Exercise goal ▸ The data follows this line. Copy verbatim the line with "Could you point at the train" and each line after it to the end.

--- BEGIN Provided entries ---

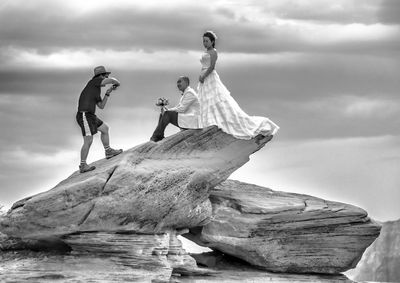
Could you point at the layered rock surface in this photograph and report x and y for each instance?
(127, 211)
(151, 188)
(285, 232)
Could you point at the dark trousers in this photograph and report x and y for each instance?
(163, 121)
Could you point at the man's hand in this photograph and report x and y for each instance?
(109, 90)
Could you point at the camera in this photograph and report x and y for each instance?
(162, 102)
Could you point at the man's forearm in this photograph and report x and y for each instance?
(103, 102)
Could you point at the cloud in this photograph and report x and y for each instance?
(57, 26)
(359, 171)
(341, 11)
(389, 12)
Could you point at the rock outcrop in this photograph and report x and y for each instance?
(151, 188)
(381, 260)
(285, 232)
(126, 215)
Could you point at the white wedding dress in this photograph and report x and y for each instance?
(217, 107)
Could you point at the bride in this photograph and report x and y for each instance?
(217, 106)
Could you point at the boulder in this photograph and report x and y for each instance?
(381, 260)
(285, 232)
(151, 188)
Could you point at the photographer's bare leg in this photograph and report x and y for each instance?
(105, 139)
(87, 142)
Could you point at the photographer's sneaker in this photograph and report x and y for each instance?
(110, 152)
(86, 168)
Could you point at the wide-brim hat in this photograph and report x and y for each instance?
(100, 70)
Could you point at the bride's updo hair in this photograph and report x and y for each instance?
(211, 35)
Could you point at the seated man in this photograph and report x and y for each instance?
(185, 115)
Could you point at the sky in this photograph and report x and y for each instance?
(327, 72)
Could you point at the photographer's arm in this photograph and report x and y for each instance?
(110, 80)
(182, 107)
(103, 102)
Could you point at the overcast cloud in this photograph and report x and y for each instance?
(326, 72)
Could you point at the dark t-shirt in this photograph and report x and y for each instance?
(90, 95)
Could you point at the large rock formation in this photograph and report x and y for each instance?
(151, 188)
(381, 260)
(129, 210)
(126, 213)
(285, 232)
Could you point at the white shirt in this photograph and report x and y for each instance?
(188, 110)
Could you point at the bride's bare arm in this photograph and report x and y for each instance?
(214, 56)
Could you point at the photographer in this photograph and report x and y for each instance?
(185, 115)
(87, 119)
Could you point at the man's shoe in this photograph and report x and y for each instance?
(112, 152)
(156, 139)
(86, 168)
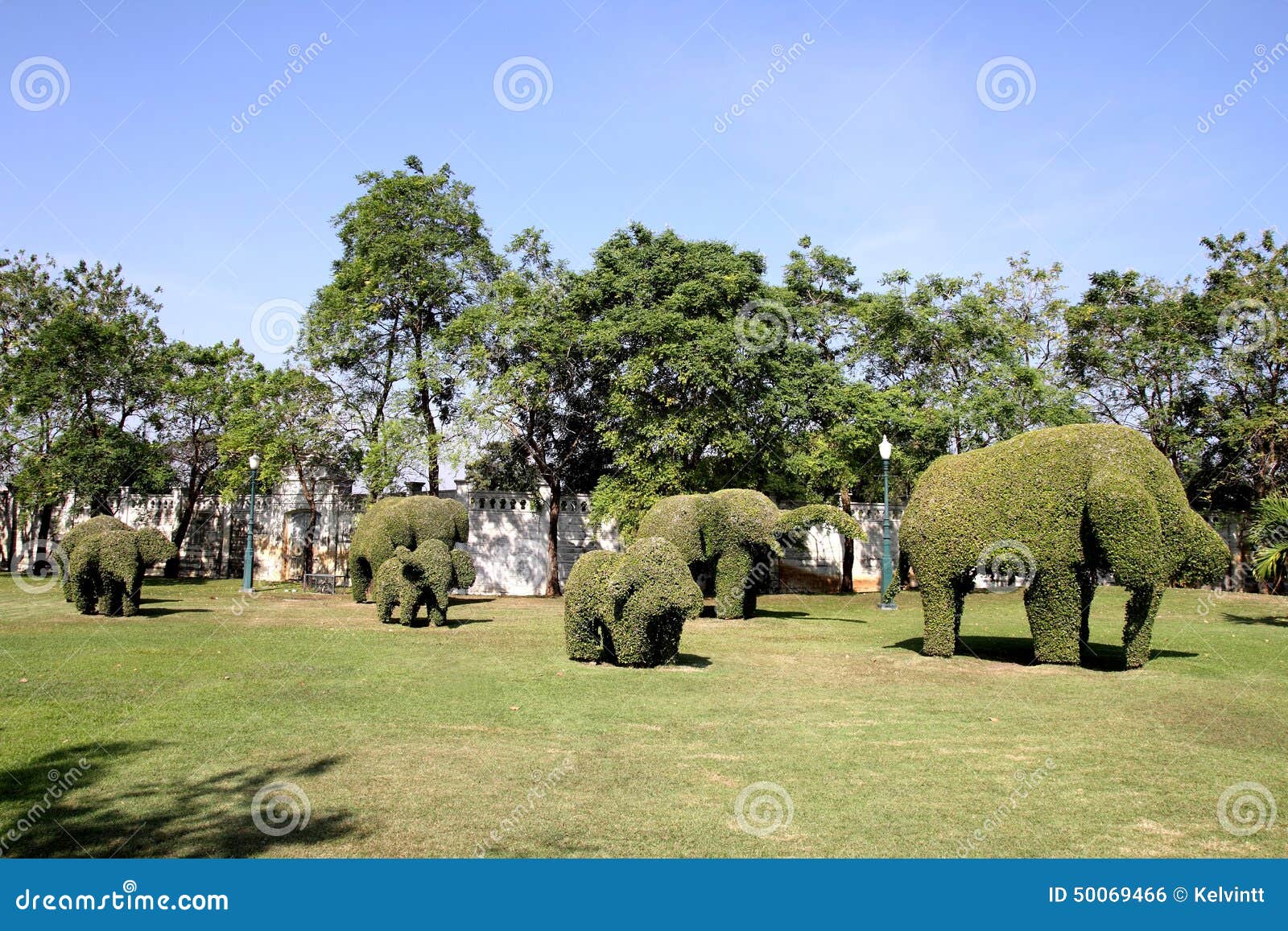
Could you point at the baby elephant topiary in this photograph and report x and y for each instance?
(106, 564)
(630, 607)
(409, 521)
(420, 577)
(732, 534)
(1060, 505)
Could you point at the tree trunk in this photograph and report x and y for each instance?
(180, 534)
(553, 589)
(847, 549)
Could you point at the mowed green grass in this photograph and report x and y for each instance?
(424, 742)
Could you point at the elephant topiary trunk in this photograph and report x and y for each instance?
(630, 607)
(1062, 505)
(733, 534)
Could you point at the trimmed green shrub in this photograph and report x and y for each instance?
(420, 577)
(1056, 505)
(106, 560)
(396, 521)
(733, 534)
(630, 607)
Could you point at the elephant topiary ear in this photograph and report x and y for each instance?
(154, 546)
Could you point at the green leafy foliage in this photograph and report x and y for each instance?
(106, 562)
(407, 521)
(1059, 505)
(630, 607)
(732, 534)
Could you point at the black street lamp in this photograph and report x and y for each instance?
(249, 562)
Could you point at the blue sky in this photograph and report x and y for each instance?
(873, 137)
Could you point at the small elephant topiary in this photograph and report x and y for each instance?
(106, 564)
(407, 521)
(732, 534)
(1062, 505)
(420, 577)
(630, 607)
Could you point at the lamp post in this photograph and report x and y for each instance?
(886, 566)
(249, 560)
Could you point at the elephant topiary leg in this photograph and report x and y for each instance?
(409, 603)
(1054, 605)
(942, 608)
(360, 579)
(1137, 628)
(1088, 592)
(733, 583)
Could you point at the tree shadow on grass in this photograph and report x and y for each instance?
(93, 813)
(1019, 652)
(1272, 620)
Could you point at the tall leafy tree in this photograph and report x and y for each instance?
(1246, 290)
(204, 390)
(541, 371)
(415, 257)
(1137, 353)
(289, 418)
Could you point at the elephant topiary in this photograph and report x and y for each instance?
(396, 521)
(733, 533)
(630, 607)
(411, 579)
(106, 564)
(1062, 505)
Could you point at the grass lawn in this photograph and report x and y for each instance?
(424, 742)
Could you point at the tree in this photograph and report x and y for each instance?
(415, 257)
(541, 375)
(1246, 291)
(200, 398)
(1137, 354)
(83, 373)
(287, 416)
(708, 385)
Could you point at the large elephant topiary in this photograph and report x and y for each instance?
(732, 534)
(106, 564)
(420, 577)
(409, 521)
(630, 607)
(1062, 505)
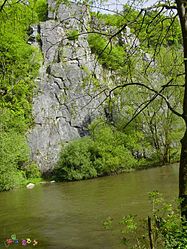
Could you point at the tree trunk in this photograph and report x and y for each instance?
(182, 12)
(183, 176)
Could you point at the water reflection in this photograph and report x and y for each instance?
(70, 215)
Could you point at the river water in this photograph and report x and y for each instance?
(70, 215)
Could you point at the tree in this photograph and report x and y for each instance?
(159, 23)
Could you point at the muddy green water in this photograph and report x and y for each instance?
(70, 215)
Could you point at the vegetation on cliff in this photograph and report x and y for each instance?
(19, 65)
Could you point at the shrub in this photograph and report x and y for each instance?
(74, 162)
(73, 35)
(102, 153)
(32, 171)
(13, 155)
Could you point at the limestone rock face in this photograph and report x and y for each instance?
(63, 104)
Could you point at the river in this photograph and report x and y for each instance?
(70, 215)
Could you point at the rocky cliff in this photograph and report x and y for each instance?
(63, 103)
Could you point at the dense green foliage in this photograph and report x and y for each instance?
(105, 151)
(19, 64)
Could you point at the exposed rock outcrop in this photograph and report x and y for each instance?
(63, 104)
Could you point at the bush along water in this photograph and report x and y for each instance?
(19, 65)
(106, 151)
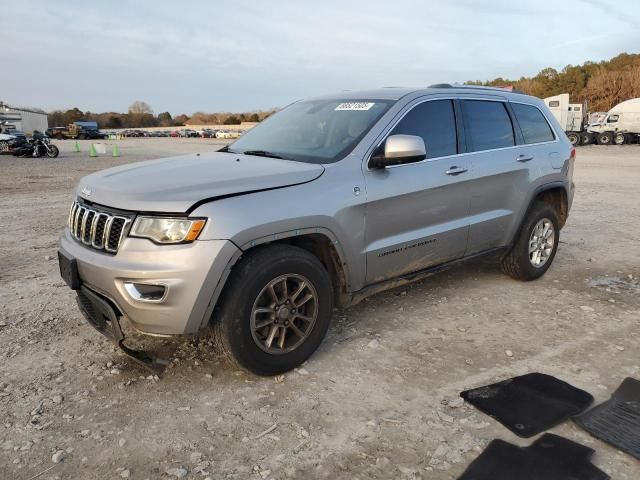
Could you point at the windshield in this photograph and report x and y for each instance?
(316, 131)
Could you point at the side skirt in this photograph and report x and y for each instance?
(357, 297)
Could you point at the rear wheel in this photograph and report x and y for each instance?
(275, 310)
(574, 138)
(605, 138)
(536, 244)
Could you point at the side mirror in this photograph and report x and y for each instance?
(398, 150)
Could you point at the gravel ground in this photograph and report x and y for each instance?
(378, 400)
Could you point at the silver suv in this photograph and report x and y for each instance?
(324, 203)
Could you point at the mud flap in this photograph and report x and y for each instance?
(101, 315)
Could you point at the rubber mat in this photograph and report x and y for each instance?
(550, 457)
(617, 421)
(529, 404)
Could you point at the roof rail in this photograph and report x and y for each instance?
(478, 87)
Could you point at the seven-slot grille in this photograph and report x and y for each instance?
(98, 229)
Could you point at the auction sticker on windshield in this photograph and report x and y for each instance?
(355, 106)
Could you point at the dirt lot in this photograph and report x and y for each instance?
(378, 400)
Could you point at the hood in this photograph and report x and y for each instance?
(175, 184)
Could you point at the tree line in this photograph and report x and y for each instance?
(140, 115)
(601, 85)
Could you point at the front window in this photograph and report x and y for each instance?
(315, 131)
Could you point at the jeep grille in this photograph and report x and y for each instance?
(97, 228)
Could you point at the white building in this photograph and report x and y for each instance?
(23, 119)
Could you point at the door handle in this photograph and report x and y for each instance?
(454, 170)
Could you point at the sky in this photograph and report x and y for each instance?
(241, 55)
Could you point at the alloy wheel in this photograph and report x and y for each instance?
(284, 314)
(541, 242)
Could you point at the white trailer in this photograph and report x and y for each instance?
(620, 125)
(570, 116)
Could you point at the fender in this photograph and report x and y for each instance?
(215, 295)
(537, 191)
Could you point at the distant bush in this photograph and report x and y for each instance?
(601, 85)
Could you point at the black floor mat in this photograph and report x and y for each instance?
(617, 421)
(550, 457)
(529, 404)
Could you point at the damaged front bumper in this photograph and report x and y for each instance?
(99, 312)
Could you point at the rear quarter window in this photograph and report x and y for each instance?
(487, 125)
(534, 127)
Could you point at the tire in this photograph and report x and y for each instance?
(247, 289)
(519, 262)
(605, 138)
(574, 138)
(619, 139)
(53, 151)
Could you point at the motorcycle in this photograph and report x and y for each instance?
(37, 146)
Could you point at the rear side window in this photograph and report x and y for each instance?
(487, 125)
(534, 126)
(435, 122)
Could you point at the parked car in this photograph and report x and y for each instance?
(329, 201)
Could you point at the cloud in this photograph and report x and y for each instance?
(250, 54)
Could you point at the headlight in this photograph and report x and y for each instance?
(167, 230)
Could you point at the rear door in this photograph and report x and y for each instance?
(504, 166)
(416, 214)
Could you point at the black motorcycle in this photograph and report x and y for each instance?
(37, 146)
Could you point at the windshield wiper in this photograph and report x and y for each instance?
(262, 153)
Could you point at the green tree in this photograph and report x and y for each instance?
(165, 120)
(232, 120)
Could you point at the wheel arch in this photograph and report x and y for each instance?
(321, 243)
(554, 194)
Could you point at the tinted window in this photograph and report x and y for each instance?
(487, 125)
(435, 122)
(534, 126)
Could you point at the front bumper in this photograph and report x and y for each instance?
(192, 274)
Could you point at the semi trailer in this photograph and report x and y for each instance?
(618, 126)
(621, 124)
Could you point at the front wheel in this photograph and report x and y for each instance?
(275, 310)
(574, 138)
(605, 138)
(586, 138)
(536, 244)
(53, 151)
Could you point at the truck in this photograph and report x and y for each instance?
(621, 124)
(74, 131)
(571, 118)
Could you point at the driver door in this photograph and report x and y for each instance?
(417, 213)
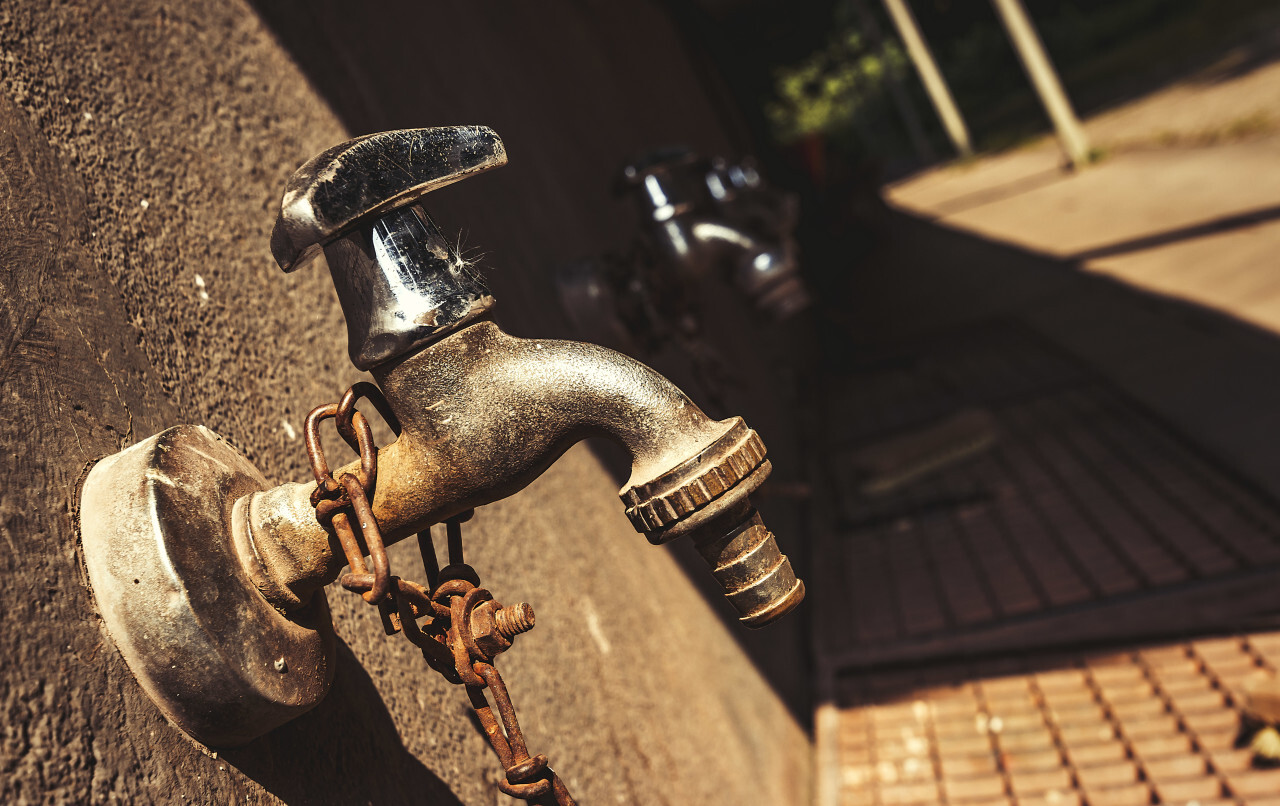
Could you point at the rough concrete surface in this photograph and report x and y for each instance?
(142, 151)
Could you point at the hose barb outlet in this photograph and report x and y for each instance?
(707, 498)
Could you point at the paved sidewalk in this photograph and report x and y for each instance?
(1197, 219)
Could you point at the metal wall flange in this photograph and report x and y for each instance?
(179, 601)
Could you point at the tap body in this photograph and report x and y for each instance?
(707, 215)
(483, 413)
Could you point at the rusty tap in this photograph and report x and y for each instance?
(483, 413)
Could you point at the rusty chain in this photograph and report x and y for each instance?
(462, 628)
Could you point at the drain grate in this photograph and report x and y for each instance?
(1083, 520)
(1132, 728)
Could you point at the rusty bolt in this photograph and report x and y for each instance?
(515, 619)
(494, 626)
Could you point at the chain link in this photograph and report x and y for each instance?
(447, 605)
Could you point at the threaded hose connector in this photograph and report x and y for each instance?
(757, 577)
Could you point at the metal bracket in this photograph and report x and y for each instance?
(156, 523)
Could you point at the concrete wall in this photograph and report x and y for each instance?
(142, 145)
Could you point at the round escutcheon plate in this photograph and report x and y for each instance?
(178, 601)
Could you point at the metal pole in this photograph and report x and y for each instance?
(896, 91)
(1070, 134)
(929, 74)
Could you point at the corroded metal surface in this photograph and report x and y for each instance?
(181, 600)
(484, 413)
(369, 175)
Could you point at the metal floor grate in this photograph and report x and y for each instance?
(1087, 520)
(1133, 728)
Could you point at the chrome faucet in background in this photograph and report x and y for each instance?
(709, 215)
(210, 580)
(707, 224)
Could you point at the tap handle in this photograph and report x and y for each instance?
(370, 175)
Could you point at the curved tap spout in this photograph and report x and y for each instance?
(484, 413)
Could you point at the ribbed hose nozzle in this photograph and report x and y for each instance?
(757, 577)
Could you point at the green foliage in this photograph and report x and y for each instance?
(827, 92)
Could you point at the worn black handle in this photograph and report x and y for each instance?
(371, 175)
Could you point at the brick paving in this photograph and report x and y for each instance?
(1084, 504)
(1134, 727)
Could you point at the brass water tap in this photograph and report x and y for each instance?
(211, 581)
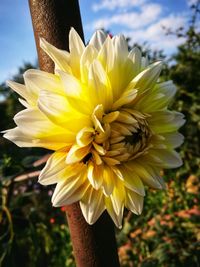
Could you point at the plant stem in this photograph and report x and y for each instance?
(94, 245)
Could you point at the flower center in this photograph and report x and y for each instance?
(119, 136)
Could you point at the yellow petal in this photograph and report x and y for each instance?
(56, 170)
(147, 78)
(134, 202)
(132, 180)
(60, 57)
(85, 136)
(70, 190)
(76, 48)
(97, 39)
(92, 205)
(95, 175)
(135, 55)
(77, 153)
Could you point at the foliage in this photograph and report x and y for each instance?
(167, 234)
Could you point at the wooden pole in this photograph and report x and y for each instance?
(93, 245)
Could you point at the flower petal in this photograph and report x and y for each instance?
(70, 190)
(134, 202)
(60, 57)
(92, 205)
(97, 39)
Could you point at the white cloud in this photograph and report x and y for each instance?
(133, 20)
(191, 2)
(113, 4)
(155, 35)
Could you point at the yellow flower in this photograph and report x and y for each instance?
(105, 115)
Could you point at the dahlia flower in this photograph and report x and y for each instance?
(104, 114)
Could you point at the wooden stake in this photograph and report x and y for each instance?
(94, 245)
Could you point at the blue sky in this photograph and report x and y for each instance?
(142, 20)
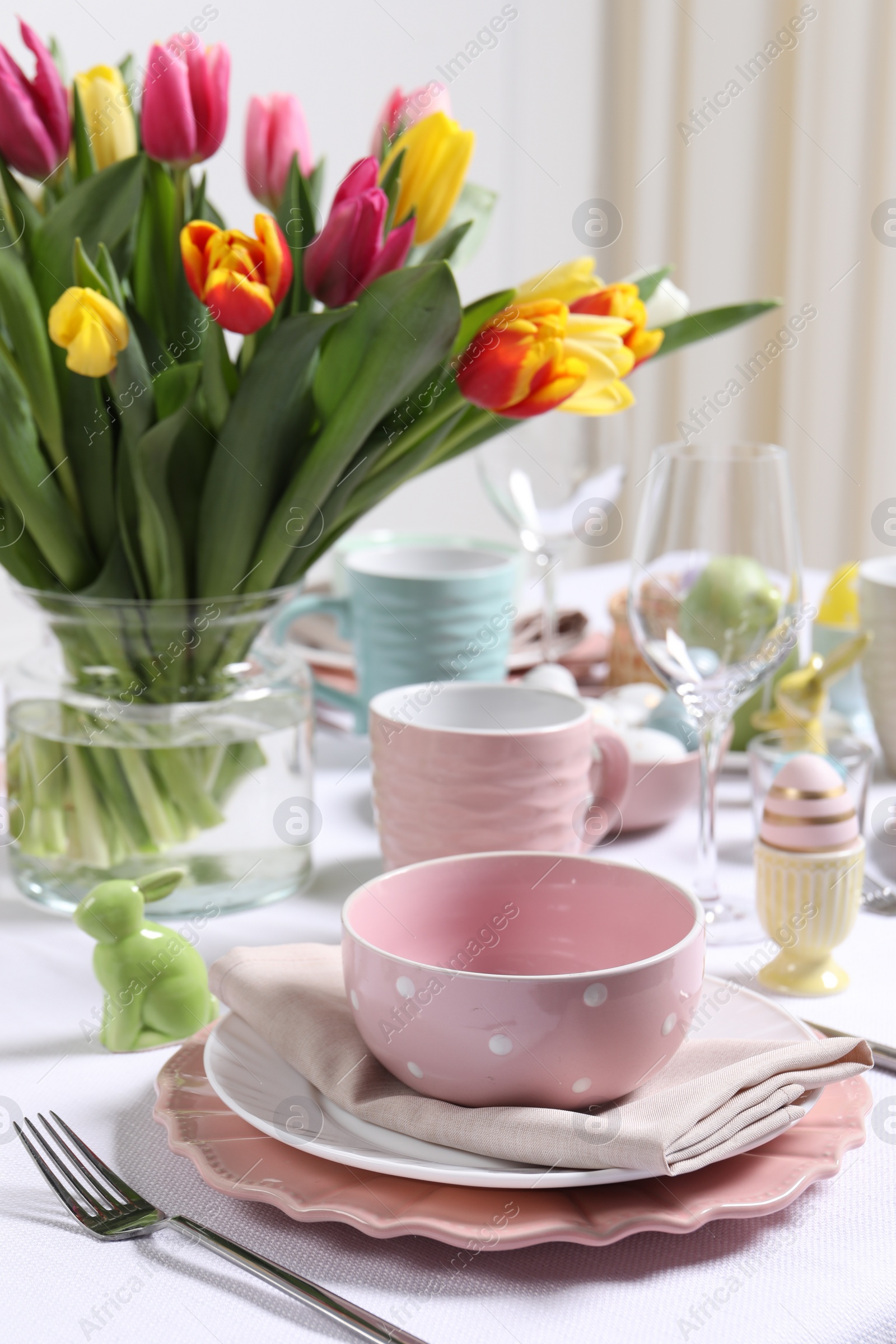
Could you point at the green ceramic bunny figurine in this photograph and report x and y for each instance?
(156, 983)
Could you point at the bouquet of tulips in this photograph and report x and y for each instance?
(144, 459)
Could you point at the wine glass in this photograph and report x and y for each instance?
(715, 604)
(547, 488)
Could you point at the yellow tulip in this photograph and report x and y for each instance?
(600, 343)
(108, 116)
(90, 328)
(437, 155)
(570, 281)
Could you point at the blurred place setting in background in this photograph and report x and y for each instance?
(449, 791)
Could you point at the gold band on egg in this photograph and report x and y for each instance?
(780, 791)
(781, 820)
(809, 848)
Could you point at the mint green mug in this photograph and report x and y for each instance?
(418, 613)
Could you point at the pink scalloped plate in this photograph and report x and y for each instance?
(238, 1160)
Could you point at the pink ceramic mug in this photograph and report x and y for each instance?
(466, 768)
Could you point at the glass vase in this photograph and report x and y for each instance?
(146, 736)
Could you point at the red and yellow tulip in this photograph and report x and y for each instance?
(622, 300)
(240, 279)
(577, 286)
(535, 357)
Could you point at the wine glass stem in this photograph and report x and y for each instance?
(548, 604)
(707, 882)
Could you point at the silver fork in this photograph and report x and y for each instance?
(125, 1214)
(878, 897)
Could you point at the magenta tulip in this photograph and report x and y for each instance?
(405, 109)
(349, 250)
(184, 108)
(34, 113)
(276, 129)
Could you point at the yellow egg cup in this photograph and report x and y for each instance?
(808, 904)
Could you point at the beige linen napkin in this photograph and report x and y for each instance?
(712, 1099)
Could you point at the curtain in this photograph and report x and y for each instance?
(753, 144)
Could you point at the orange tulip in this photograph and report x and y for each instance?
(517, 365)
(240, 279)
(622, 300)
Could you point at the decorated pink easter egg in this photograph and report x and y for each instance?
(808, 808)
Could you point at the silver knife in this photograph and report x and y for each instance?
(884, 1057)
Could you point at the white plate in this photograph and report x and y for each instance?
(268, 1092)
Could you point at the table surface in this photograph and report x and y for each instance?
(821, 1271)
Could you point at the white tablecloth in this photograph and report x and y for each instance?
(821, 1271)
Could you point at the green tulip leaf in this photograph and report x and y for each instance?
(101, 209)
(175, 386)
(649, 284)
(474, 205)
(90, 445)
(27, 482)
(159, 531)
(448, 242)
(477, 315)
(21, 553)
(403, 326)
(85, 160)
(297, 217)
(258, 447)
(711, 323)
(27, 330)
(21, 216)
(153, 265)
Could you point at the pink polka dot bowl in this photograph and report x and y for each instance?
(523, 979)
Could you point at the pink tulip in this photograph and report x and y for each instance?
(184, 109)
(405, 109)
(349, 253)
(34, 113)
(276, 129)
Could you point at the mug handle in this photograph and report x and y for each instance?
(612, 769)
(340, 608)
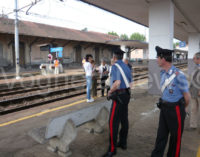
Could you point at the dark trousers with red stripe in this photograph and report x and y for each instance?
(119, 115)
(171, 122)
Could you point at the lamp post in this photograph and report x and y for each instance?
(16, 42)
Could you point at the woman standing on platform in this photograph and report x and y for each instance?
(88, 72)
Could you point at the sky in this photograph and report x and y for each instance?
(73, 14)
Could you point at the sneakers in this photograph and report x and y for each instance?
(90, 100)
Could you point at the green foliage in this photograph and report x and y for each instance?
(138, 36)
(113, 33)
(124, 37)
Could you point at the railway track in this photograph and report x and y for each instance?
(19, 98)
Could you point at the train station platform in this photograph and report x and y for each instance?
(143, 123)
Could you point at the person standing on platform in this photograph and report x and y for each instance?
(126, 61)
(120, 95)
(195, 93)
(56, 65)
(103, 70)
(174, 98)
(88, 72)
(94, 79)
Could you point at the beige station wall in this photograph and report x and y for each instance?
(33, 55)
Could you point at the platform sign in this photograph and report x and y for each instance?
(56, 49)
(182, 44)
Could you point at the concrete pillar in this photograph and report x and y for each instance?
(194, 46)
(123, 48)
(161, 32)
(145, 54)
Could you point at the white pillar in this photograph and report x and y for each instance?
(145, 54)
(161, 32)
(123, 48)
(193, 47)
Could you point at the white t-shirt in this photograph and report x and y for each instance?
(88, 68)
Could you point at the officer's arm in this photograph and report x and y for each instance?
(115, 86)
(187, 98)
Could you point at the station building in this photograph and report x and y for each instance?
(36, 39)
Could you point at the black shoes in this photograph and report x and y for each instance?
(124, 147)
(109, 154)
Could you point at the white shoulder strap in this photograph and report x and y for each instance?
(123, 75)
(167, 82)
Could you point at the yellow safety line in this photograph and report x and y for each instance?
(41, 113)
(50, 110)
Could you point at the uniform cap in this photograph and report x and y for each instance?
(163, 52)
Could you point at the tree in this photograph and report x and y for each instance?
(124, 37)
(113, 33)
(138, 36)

--- END Provided entries ---

Output of the task ▸
Could you point at the train station platform in this photograph and report x and y for each instance?
(143, 123)
Could you point at the person standing on platform in this photograph and report x and y for each instance?
(126, 61)
(120, 95)
(195, 93)
(56, 65)
(103, 70)
(174, 98)
(88, 72)
(94, 79)
Could you point at the beige station wall in this photograph and report x and y for each instance?
(33, 55)
Could you point at the platform sign in this photograph and report x and y for each instance?
(56, 49)
(182, 44)
Could you point at the concrete pillar in this photograph and report x and y for each instance?
(194, 46)
(123, 48)
(161, 32)
(145, 54)
Could you point at the white pillar in this photograph and report x and y for each instance?
(145, 54)
(161, 32)
(123, 48)
(193, 47)
Could you point at the white t-shirt in this photograph and report x and y for each instance?
(88, 68)
Could you point at the officer's arm in this photograph and report x and y for each instance?
(115, 86)
(187, 98)
Could you point at the station building in this photograph and report x and y for each instance?
(36, 39)
Could you point at the black shoes in this photograph and report x and y for each instance?
(124, 147)
(109, 154)
Could you point at the white shoulder strap in this photograph and report x and y for each instance?
(123, 75)
(167, 82)
Could you point at the yellow safety line in this photograph and report x and y for each instance?
(41, 113)
(50, 110)
Could you point at the uniform cap in this photograph and report x and y for each instance?
(163, 52)
Could you point at the tree in this photograph and report x and y for each instance?
(124, 37)
(113, 33)
(138, 36)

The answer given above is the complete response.